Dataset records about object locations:

_ _ _ _

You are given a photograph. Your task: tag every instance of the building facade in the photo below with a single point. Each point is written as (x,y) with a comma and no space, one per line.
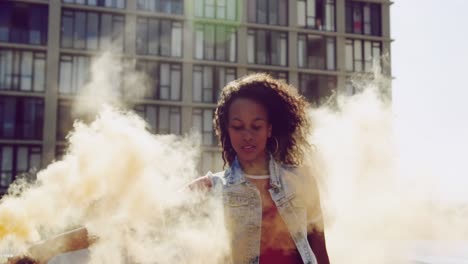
(188,49)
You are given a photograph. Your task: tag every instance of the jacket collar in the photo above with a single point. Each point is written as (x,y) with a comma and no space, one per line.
(234,174)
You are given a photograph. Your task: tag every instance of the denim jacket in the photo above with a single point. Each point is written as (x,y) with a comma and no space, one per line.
(243,211)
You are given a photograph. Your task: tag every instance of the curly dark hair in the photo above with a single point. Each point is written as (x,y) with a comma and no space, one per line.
(290,125)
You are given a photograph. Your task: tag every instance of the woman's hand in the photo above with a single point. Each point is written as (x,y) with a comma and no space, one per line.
(23,260)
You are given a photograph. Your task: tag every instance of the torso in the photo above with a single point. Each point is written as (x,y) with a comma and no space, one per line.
(276,245)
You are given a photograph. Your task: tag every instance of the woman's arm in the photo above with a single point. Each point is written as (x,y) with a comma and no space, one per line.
(72,240)
(316,240)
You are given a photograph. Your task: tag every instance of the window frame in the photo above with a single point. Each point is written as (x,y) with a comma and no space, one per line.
(14,171)
(142,110)
(201,113)
(7,81)
(362,64)
(25,33)
(254,34)
(253,14)
(146,21)
(318,99)
(19,117)
(202,30)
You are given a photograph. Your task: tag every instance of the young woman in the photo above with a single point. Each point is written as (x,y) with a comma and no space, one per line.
(261,124)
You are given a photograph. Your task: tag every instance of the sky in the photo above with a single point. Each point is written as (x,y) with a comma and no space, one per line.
(430,92)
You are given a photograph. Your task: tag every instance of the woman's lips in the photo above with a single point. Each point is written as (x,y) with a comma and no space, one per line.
(248,148)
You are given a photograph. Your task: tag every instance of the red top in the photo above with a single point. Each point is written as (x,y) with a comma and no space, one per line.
(277,245)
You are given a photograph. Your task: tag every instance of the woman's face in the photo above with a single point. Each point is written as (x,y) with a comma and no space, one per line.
(249,130)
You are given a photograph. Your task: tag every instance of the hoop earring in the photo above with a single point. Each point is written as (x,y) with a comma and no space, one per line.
(277,145)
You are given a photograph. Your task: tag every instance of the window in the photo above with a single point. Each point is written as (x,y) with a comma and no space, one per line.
(21,118)
(208,82)
(161,119)
(273,12)
(363,18)
(164,6)
(163,81)
(210,161)
(316,14)
(22,70)
(362,55)
(215,42)
(159,37)
(64,120)
(91,30)
(23,23)
(317,88)
(16,160)
(281,75)
(104,3)
(218,9)
(316,52)
(267,47)
(74,73)
(202,121)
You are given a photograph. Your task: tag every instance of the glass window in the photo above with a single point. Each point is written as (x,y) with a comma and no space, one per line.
(317,88)
(316,52)
(159,37)
(362,55)
(217,9)
(23,23)
(202,121)
(267,47)
(21,118)
(161,119)
(273,12)
(22,70)
(163,80)
(64,120)
(74,73)
(209,80)
(165,6)
(281,75)
(215,42)
(363,18)
(107,3)
(210,161)
(90,30)
(17,160)
(316,14)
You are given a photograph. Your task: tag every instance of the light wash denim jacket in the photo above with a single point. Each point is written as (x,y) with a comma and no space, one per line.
(243,211)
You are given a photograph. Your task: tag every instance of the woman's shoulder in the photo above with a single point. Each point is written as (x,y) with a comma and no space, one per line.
(208,181)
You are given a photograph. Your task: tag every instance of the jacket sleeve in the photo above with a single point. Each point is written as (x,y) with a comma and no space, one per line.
(316,240)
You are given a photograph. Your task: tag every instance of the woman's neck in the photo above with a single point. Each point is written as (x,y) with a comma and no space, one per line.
(258,167)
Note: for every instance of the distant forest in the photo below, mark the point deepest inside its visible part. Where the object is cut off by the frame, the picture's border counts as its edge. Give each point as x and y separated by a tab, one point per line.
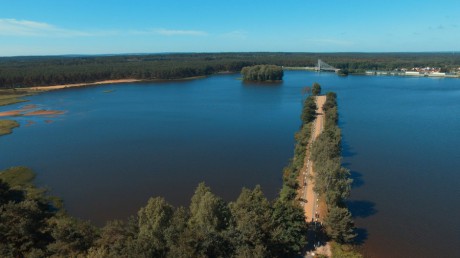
18	72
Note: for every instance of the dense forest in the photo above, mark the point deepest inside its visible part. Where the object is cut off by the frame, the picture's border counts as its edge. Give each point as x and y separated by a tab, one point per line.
262	73
51	70
32	224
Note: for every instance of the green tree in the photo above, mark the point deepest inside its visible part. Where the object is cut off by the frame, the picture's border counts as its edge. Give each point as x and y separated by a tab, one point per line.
22	228
117	239
71	237
316	89
289	233
209	220
154	219
309	110
252	223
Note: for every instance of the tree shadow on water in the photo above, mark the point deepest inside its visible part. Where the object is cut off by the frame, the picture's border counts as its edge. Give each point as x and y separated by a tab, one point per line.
361	236
361	209
347	151
357	179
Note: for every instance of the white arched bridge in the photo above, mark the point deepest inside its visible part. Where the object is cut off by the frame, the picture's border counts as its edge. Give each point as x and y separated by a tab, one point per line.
323	66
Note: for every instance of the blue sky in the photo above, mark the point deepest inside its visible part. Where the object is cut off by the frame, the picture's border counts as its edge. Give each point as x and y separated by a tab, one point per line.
53	27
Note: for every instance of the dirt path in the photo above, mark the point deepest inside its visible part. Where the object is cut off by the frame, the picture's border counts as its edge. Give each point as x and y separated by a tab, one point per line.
57	87
307	194
309	199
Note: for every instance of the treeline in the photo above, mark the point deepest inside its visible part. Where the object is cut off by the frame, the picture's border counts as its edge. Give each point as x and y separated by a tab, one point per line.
332	181
34	225
262	73
41	71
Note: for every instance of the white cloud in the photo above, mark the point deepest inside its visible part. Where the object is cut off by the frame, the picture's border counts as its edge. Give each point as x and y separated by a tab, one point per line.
25	28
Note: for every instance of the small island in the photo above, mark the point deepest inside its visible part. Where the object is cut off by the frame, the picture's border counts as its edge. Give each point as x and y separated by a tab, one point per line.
262	73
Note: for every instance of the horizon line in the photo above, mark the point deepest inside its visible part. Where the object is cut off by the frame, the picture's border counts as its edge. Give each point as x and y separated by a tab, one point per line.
235	52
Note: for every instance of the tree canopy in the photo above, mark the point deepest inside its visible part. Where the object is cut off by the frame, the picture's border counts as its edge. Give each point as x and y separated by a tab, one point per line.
262	73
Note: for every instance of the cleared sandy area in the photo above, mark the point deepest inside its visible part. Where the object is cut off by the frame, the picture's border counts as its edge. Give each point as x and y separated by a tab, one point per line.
11	113
44	113
63	86
309	197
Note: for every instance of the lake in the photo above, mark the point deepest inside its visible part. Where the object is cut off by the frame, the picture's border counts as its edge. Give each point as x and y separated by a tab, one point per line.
112	150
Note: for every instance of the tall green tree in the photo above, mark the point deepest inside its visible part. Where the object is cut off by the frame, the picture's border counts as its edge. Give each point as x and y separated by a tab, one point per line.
209	220
289	233
71	237
316	89
154	219
252	223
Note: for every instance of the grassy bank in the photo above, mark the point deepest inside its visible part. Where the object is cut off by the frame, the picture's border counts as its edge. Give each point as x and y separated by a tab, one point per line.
12	96
7	126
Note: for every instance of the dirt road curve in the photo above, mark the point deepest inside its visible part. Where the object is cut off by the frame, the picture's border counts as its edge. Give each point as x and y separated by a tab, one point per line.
308	174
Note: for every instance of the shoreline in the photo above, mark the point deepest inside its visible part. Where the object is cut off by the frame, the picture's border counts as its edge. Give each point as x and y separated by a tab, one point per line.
74	85
119	81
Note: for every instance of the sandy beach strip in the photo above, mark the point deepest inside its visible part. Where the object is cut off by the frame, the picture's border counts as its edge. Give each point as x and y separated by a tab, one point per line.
64	86
308	175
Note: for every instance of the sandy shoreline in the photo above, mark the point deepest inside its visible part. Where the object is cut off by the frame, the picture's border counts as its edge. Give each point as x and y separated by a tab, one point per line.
64	86
308	175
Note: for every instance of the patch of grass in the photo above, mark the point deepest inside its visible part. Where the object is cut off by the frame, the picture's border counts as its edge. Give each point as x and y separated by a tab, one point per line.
12	96
21	178
18	177
10	101
6	126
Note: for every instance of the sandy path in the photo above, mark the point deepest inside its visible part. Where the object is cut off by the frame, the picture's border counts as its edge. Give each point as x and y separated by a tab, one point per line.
63	86
307	180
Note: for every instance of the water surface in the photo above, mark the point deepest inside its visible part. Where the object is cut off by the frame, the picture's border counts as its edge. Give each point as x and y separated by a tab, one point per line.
111	151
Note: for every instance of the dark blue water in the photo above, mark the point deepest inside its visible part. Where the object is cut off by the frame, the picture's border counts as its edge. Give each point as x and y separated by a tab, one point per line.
111	151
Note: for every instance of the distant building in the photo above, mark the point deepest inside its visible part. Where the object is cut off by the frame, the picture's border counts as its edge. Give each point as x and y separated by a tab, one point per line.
412	73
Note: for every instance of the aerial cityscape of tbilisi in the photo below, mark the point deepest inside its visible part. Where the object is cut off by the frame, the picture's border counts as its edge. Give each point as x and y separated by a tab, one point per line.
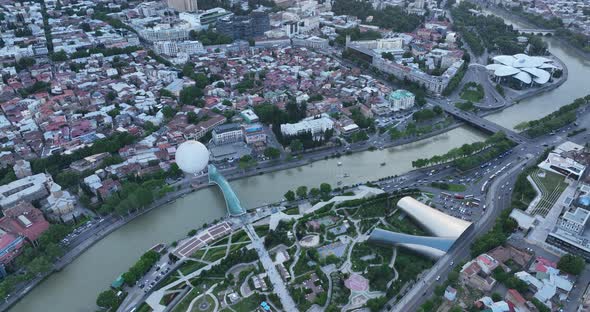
294	155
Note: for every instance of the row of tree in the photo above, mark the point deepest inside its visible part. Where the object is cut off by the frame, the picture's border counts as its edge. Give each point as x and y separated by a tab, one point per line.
324	191
55	163
36	261
138	193
427	114
390	17
466	155
490	32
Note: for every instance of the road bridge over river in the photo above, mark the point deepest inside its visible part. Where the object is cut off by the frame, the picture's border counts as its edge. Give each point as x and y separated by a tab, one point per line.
481	123
534	31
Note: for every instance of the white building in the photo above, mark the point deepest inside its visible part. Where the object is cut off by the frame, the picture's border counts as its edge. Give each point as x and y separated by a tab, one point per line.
574	221
22	168
311	42
561	161
29	189
254	133
183	5
173	48
164	32
315	124
401	100
229	133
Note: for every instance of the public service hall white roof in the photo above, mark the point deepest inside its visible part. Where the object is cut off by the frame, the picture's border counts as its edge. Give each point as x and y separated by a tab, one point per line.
522	67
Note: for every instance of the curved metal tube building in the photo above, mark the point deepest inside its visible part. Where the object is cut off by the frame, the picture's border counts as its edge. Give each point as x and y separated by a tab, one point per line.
436	222
446	230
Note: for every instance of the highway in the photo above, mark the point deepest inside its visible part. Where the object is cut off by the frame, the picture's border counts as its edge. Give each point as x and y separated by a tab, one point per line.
497	199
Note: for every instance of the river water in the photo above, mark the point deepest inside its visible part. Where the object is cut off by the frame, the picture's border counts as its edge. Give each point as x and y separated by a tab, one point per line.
75	288
536	107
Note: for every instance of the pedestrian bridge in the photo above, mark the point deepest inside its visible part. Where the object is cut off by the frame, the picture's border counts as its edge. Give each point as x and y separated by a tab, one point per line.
535	31
232	202
482	123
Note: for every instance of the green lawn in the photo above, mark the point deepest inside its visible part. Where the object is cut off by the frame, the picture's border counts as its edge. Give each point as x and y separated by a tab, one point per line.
236	246
190	266
247	304
292	211
261	230
186	301
222	241
382	255
144	307
472	92
239	237
209	300
199	253
215	254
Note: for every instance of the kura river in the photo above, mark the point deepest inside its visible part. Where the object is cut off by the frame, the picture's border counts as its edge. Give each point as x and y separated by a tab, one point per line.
75	288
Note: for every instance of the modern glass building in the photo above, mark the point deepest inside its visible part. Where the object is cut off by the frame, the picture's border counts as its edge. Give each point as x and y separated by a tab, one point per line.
234	207
446	230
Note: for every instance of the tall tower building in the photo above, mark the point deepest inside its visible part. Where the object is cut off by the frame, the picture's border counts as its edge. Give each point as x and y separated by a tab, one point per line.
183	5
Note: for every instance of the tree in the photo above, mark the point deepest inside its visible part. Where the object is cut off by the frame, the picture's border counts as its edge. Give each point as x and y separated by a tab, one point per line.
60	56
168	111
325	188
301	191
272	153
296	145
192	118
246	161
290	195
571	264
107	299
85	27
496	297
190	95
376	304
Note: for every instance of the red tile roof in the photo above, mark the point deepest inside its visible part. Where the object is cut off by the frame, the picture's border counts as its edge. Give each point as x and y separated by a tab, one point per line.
11	222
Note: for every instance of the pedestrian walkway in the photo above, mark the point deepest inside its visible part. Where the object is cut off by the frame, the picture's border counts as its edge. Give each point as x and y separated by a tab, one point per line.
275	279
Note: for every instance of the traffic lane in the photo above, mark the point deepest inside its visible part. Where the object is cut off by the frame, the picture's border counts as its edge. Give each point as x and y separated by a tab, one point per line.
487	222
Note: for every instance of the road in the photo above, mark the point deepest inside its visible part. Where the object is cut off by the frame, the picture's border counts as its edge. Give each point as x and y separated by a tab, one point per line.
497	199
279	286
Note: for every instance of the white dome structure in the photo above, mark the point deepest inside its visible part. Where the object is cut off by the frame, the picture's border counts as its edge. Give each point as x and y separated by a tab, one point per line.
192	156
523	68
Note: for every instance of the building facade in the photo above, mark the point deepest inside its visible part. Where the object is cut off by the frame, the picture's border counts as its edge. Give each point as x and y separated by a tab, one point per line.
312	42
315	125
183	5
254	133
226	134
244	27
401	100
173	48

_ _ _ _

◆ Written exercise ◆
All lines from the line containing "Note: for every instance of the tall tower" through the end of the listing above are to be duplicated exactly; include both ends and nothing further.

◆ Solved problem ◆
Note: for every instance of the tall tower building in the photo above, mark the point deepest inside its visible part. Where the object is cut off by the frame, the picture's border counts as its edge. Give each point as x and y separated by a tab, one point per line.
183	5
Note: for every instance of the tree in the photo above, mark the point deepest inside its visible part. Where the object is cut off by the frame, the picture's border counts as its edge. Give each point as x and y separated by a tab, one point per line.
60	56
168	111
325	188
301	191
272	153
296	145
192	118
246	161
290	195
571	264
107	299
85	27
496	297
190	95
376	304
Note: for every instance of the red tile roof in the photo above, mark the point deepest inside its visible part. Where the object is cut off by the frame, the picture's border counts as its edge. Give each point as x and y separated by a tab, one point per line.
11	222
Note: for every instance of the pedestrian walkway in the photo above, mark the point deepest inside its visible part. Where the object is cut off by the frame, the picture's border counts as its edge. Give each point as x and y separated by a tab, one point per line.
275	279
Note: for every instance of the traffic lane in the photo above, mark the point deepest inside its visible part. Where the object is cut off by the frame, the picture's border counts as its edge. Give each point as x and y separated by a tab, one point per line.
487	222
Note: for every instance of the road in the photo above, mark the point deepest inside its visible part. Where the object is cut off by the frame, the picture's border counts as its edge. Give each point as x and y separated by a tab, one point per line.
497	199
279	286
Note: for every instance of the white dome structure in the photo above, mark the point deepest inside its visible part. Where the object is cut off by the frame, the picture's border counts as its edge. Give each point as x and y separated by a tab, one point per line.
192	156
523	68
Note: for every instance of the building facade in the photo above, mark the point deepest inside its visible part. Where the object is cut off by the frame, the picture's border counts as its edge. Give each point as x and y separated by a tab, one point per line.
312	42
315	125
183	5
254	133
226	134
244	27
401	100
173	48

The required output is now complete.